Your task: Copy the data below word for word, from the line containing "the blue background." through the end of the data.

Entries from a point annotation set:
** start **

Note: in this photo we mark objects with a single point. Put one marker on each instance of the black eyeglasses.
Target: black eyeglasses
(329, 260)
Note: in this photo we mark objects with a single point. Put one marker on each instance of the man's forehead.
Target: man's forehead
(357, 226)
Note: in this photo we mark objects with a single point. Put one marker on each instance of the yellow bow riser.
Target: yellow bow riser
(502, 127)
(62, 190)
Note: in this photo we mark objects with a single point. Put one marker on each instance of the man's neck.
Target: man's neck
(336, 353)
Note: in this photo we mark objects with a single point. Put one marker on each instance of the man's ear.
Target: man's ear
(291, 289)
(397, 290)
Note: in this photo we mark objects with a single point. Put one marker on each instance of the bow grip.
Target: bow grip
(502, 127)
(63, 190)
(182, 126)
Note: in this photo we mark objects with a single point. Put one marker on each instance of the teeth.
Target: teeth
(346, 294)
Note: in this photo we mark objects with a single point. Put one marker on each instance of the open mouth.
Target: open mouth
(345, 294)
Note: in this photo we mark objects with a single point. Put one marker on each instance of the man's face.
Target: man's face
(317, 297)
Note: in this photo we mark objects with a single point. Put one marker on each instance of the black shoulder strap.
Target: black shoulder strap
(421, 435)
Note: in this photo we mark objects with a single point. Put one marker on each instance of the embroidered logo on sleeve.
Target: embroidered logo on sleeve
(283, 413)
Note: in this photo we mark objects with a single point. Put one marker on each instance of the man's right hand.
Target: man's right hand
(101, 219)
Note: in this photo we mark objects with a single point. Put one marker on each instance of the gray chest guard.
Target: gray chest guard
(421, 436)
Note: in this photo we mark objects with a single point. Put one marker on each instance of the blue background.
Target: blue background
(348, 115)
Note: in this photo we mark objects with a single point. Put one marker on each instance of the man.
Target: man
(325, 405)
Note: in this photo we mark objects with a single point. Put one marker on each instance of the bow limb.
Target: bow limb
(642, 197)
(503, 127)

** end **

Correct response:
Note: in this photo we mark objects with a single point. Put one marker on each instance of the blue background.
Target: blue background
(348, 115)
Note: in this photo we mark objects with a single point. Put one marker on each instance of the man.
Target: man
(325, 405)
Note: in this photo we mark objects with a single point. Put one marker on each instance of the bow limb.
Target: bow limb
(642, 197)
(503, 127)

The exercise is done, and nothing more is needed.